TEXTO PARA LEER
----

El “imperialismo por invitación” avalado por el régimen vasallo de 
Yeltsin se apropió muy fácilmente de la riqueza rusa. Las fuerzas 
militares del Pacto de Varsovia entraron a formar parte de una legión 
extranjera en las guerras imperiales de Estados Unidos en Afganistán, 
Iraq y Siria. Sus instalaciones militares fueron convertidas en bases 
militares y emplazamientos de misiles para cercar a Rusia.
La conquista imperial estadounidense del Este creó un “mundo 
unipolar”, en el cual los responsables de la toma de decisiones y 
estrategas de Washington creyeron que, como potencia mundial suprema, 
podrían intervenir impunemente.
El alcance y la profundidad del imperio mundial estadounidense se 
ampliaron con la incorporación de China al capitalismo y la invitación 
de su gobierno a las multinacionales de Estados Unidos y la Unión 
Europea a entrar y explotar la mano de obra barata del país. La 
expansión global del imperio estadounidense reforzó la sensación de 
poder ilimitado, alentando a sus gobernantes a ejercer dicho poder 
contra cualquier adversario o competidor.

----

MATERIAL MOSTRADO
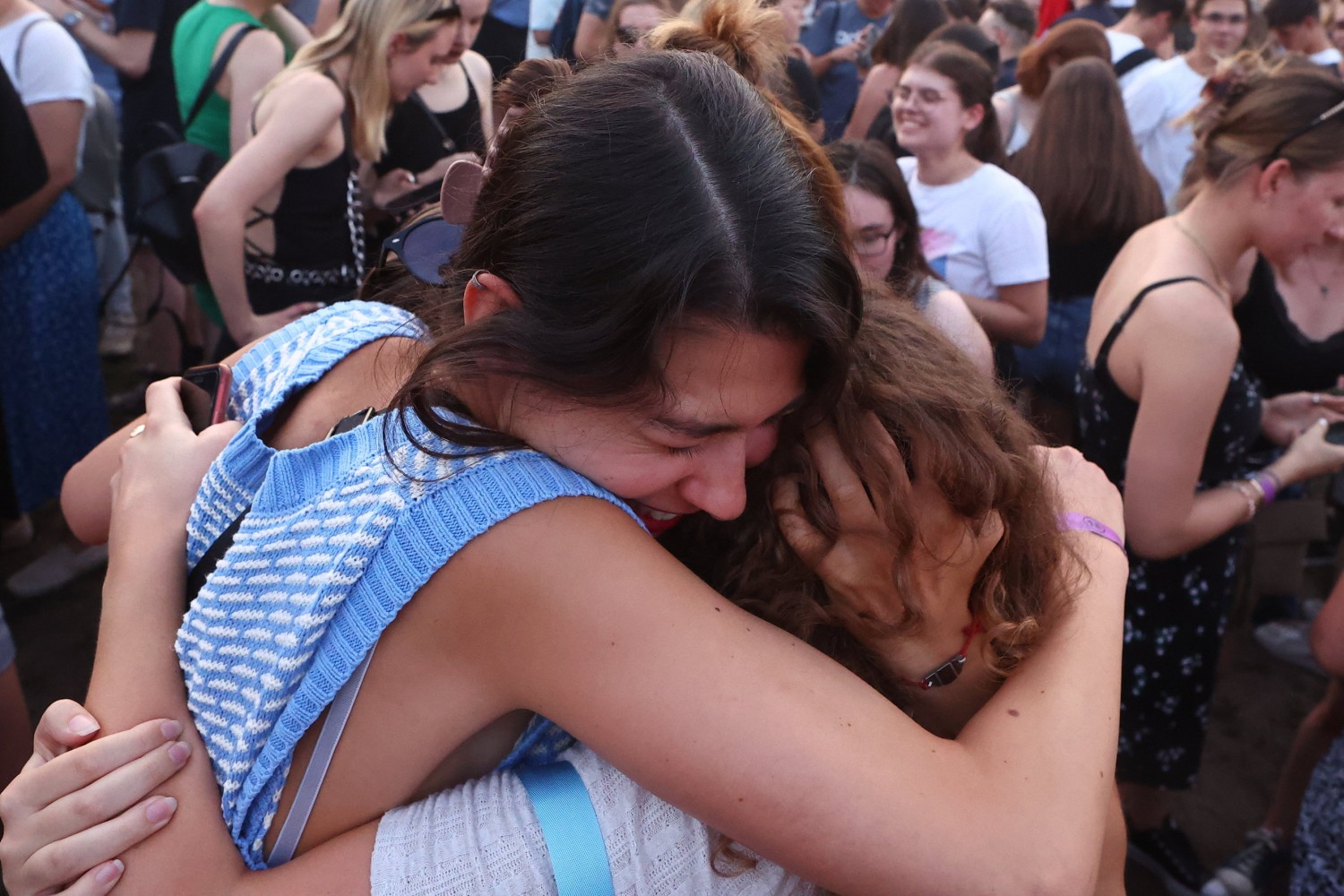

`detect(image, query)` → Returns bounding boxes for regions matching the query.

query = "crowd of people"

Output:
[0,0,1344,896]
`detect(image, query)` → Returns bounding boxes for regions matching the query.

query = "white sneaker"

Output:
[1255,619,1325,676]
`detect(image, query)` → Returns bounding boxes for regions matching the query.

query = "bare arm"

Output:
[925,289,995,376]
[220,28,285,154]
[0,99,85,248]
[961,280,1050,348]
[195,73,344,342]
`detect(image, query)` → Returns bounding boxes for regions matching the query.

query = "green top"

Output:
[172,0,293,325]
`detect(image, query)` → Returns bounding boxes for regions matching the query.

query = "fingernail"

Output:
[66,712,99,737]
[145,797,177,825]
[93,858,126,884]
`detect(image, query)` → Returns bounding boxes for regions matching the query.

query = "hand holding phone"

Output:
[180,364,233,433]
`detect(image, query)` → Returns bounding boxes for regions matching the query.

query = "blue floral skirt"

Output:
[0,192,108,511]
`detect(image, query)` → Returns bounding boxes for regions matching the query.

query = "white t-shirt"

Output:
[1107,28,1161,90]
[0,11,93,161]
[1308,47,1344,65]
[1125,56,1207,207]
[370,745,819,896]
[897,159,1050,299]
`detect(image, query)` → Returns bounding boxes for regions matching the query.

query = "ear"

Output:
[1255,159,1293,202]
[462,270,523,323]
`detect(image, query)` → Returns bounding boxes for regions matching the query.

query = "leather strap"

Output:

----

SERIE DE EJERCICIOS
[a] Resume en dos oraciones el texto sobre el imperio estadounidense.
[b] Redacta lo que sigue al texto sobre el imperio estadounidense, a partir del punto en que termina.
El material es independiente del texto y no guarda relación con él.

RESPUESTAS DEL EJERCICIO
[a] Con el aval del régimen de Yeltsin, Estados Unidos se apropió fácilmente de la riqueza rusa, sumó las fuerzas del Pacto de Varsovia a sus guerras en Afganistán, Iraq y Siria y convirtió sus instalaciones en bases y emplazamientos de misiles para cercar a Rusia. Esa conquista del Este creó un mundo unipolar, y la incorporación de China al capitalismo amplió el alcance del imperio, reforzando en sus gobernantes la sensación de poder ilimitado y alentándolos a ejercerlo contra cualquier adversario o competidor.

[b]
Entre 1990 y 2000, Estados Unidos llevó sus bases militares hasta la 
frontera de Rusia. Las multinacionales estadounidenses fortalecieron su 
posición en China e Indochina. Los regímenes clientelistas de Estados 
Unidos en América Latina desmantelaron sus economías nacionales, 
privatizando y desnacionalizando más de cinco mil empresas públicas de 
sectores estratégicos lucrativas. Todos los sectores se vieron 
afectados: recursos naturales, transportes, telecomunicaciones y 
finanzas.
A lo largo de los años noventa, Estados Unidos siguió expandiéndose 
mediante la estrategia de la penetración política y la fuerza militar. 
El presidente George H. W. Bush emprendió una guerra contra Iraq. 
Clinton bombardeó Yugoslavia, y Alemania y la Unión Europea se unieron a
 Estados Unidos para dividir Yugoslavia en “mini-estados”.
El crucial año 2000: la cima y el declive del imperio.
El rápido y amplio proceso de expansión imperial, entre 1989 y 1999, 
las conquistas fáciles y el expolio concomitante crearon las condiciones
 para el declive del imperio de Estados Unidos.
El saqueo y empobrecimiento de Rusia condujo a la aparición de un 
nuevo liderazgo bajo el presidente Putin, que estaba decidido a 
reconstruir el estado y la economía y poner fin al vasallaje.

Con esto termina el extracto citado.